___ Supplied information
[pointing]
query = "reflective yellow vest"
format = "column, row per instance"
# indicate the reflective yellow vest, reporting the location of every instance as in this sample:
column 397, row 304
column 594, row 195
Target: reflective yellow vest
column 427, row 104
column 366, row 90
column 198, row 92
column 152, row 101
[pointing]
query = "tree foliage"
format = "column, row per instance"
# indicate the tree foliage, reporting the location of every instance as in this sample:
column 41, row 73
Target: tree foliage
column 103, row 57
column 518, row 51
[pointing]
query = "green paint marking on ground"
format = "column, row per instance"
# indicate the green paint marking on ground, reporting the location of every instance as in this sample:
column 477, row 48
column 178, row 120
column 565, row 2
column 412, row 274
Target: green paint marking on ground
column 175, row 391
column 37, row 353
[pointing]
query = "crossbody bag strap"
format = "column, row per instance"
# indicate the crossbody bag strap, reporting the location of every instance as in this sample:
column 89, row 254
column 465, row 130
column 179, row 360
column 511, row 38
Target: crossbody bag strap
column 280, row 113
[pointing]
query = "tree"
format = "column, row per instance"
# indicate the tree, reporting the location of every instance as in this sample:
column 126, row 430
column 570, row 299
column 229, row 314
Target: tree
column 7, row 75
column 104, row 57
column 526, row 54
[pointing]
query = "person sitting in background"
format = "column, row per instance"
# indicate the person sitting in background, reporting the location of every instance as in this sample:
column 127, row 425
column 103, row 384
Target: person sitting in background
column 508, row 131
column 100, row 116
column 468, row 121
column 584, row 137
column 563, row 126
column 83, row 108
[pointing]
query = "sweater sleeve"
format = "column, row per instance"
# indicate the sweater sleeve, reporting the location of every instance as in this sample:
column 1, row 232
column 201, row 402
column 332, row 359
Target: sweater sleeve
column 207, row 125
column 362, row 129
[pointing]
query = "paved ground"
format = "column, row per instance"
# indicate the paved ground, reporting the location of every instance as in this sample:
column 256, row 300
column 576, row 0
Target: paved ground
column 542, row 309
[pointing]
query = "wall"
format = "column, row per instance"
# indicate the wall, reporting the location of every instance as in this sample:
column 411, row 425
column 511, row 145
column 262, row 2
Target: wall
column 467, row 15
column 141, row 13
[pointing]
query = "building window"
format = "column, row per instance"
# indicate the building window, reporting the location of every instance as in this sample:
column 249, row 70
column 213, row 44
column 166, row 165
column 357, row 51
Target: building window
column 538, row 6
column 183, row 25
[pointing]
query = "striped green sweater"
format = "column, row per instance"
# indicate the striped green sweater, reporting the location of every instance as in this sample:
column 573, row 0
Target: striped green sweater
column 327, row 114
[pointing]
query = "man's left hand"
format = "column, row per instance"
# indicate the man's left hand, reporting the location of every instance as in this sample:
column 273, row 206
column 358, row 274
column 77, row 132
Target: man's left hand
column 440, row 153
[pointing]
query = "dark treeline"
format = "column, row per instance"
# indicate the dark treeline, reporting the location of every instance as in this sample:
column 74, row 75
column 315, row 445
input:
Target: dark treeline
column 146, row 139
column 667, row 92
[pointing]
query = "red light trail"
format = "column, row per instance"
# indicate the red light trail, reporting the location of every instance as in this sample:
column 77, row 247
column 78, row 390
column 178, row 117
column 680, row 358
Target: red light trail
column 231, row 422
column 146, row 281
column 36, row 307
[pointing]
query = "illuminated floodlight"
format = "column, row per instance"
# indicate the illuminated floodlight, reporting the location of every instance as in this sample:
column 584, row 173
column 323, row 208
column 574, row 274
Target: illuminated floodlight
______
### Exercise
The task requires an exact transcription of all the data.

### Written solution
[pointing]
query = "reflective yellow vest"
format = "column, row per instance"
# indicate the reflective yellow vest, reporting the location of every instance as in this sample:
column 397, row 304
column 594, row 195
Target: reflective yellow vest
column 427, row 104
column 366, row 90
column 198, row 92
column 152, row 101
[pointing]
query = "tree foliage"
format = "column, row per instance"
# indicate the tree foliage, reporting the location of every instance as in this sample:
column 41, row 73
Target: tree foliage
column 103, row 57
column 518, row 51
[pointing]
query = "green paint marking on ground"
format = "column, row per instance"
# indicate the green paint marking on ground, reporting the location of every instance as in this sample:
column 477, row 48
column 178, row 120
column 565, row 2
column 412, row 274
Target: green paint marking on ground
column 175, row 391
column 37, row 353
[pointing]
query = "crossbody bag strap"
format = "column, row per instance"
# indicate the crossbody bag strap, reporting the location of every instance as in this sample:
column 89, row 254
column 465, row 130
column 179, row 360
column 511, row 38
Target: crossbody bag strap
column 280, row 113
[pointing]
query = "tree"
format = "column, row per instance"
# indicate the tree, reporting the location of every instance as in this sample:
column 126, row 430
column 570, row 299
column 229, row 314
Target: tree
column 7, row 75
column 104, row 57
column 526, row 54
[pointing]
query = "person sitting in background"
format = "column, row per instance"
# indicate the person sitting in background, reporting the location of every instance as in this sample:
column 127, row 425
column 103, row 384
Target: person sitting in background
column 508, row 131
column 100, row 116
column 468, row 121
column 584, row 137
column 563, row 126
column 83, row 108
[pointing]
query = "sweater sleeve"
format = "column, row per instance"
# indicate the sweater sleeve, reporting the location of every instance as in this sample:
column 1, row 232
column 201, row 402
column 332, row 359
Target: sweater sleeve
column 207, row 125
column 362, row 129
[pointing]
query = "paved ground"
format = "column, row per instance"
# indicate the paved ground, reporting the location of every instance as in this sample:
column 256, row 300
column 576, row 0
Target: paved ground
column 542, row 309
[pointing]
query = "wall"
format = "column, row per instance"
# indicate the wall, reporting the location of every instance as in this sample:
column 411, row 425
column 511, row 145
column 262, row 2
Target: wall
column 467, row 15
column 141, row 13
[pointing]
query = "building window"
format = "column, row per instance"
# indicate the building window, reporting the location of every instance as in this sample:
column 249, row 70
column 213, row 44
column 166, row 165
column 357, row 51
Target: building window
column 538, row 6
column 183, row 25
[pointing]
query = "striped green sweater"
format = "column, row per instance"
# indicate the striped green sweater, reporting the location of every instance as in this sample:
column 573, row 0
Target: striped green sweater
column 327, row 114
[pointing]
query = "man's left hand"
format = "column, row per instance"
# indicate the man's left hand, reporting the location of every instance as in this sample:
column 273, row 206
column 358, row 274
column 77, row 132
Target: man's left hand
column 440, row 153
[pointing]
query = "dark treeline"
format = "column, row per instance"
# indicate the dark treeline, reporting the location of every instance as in this sample:
column 74, row 75
column 315, row 445
input:
Target: dark treeline
column 146, row 139
column 667, row 92
[pointing]
query = "red light trail"
format = "column, row per instance"
# indicate the red light trail, reporting the location of every instance as in this sample:
column 77, row 247
column 78, row 390
column 178, row 117
column 680, row 358
Target: red light trail
column 231, row 422
column 146, row 281
column 36, row 307
[pointing]
query = "illuminated floodlight"
format = "column, row per instance"
# indicate the illuminated floodlight, reporting the location of every instance as in this sample:
column 584, row 173
column 323, row 208
column 574, row 274
Target: illuminated floodlight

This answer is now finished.